[INPUT DATA]
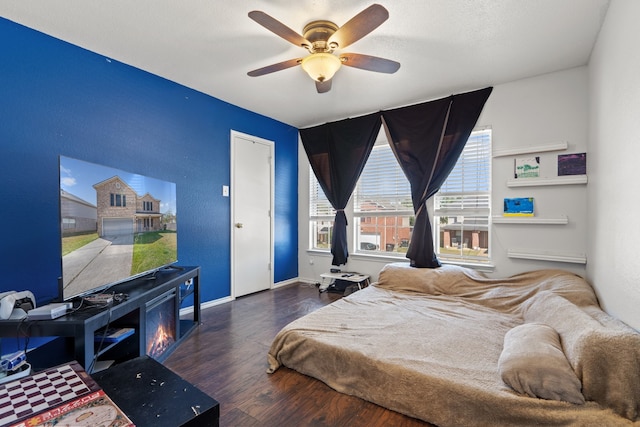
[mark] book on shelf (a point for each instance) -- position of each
(527, 167)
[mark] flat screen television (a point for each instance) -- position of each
(114, 226)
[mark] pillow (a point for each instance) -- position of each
(532, 363)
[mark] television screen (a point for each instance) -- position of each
(115, 225)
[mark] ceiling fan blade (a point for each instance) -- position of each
(323, 87)
(275, 67)
(278, 28)
(369, 63)
(359, 26)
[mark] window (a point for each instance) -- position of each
(383, 215)
(462, 206)
(382, 209)
(118, 200)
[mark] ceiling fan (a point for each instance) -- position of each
(321, 38)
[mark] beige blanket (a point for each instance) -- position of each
(427, 342)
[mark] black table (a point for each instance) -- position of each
(152, 395)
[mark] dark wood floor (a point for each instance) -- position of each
(226, 357)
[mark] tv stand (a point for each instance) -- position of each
(76, 330)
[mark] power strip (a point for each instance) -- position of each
(49, 311)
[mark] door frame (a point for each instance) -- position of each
(235, 134)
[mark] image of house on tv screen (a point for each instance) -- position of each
(114, 225)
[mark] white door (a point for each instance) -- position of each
(251, 218)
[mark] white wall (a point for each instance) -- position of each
(614, 151)
(539, 111)
(536, 111)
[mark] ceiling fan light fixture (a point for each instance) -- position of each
(321, 66)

[SET EXERCISE] Copy the stretch from the line containing "[mark] ceiling fan light" through the end of the records, substituting "unit" for "fixture" and leaving everything else as it is.

[COMPLETE OUTPUT]
[mark] ceiling fan light unit (a point for each instance) -- position of each
(321, 66)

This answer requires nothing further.